» Dataset records
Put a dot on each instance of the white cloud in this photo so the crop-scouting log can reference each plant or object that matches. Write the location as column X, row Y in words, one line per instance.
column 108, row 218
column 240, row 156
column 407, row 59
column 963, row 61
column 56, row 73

» Task prompt
Could you print all of the items above word for word?

» Reply to the task
Put a dot on each instance of the white cloud in this photo so the crop-scouting log can reference each plant or object that matches. Write the location as column X, row Y in words, one line per instance.
column 108, row 218
column 240, row 156
column 407, row 59
column 963, row 61
column 56, row 73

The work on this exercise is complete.